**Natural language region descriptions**
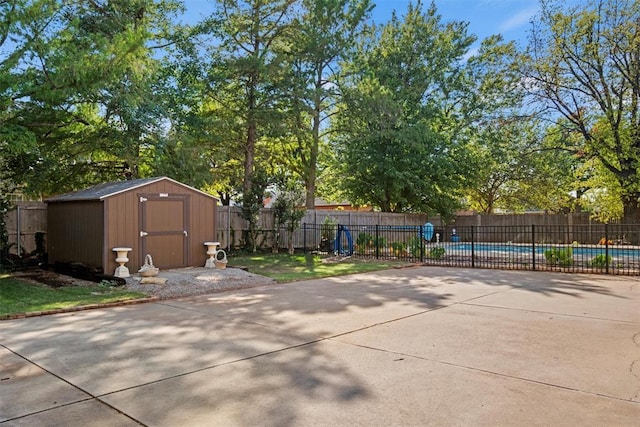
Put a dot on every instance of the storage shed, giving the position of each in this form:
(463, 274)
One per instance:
(157, 216)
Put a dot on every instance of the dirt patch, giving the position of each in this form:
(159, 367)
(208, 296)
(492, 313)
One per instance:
(50, 278)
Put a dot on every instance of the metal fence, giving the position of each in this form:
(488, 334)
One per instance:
(608, 249)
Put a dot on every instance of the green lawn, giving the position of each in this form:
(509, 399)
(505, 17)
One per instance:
(290, 268)
(17, 296)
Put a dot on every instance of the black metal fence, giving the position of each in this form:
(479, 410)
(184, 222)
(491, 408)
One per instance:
(608, 249)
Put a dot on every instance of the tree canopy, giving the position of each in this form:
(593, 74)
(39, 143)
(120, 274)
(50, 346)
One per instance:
(413, 114)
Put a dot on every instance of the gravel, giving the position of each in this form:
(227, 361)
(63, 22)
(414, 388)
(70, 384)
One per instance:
(197, 281)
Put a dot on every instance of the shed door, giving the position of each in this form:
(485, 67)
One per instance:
(164, 229)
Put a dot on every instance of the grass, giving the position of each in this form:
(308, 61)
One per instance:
(17, 296)
(291, 268)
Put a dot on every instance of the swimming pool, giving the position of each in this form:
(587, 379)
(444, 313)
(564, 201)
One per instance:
(578, 251)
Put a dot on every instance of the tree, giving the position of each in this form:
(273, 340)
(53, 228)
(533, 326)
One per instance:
(583, 65)
(516, 171)
(244, 76)
(288, 212)
(325, 31)
(394, 144)
(75, 83)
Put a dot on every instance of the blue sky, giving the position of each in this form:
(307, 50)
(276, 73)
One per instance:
(511, 18)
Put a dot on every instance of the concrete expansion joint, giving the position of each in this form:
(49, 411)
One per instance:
(634, 368)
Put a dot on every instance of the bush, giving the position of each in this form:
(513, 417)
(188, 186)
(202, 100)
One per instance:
(601, 261)
(559, 256)
(437, 252)
(398, 248)
(416, 246)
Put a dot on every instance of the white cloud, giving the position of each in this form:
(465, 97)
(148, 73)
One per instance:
(519, 19)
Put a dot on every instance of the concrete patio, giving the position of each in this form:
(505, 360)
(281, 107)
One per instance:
(411, 347)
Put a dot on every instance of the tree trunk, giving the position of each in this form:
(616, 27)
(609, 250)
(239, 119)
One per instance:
(315, 145)
(631, 209)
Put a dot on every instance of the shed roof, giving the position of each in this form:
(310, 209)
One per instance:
(109, 189)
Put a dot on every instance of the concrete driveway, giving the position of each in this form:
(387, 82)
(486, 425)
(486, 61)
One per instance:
(409, 347)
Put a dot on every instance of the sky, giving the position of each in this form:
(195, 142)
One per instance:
(511, 18)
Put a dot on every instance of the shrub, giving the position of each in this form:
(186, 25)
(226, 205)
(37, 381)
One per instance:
(601, 261)
(416, 245)
(437, 252)
(559, 256)
(398, 248)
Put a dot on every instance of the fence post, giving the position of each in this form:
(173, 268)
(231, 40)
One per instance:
(533, 247)
(606, 247)
(473, 257)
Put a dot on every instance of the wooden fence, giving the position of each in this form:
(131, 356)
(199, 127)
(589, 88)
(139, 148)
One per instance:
(29, 219)
(24, 222)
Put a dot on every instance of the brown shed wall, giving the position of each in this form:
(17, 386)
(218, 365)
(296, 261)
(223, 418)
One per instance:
(122, 221)
(75, 232)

**Exercise**
Extract every line containing the string "metal" from the data above.

**Task response**
Put a dot on every instance of the metal fence, giving the position of each in this form:
Put a dot on every instance of the black metal fence, giving the position of each in this form:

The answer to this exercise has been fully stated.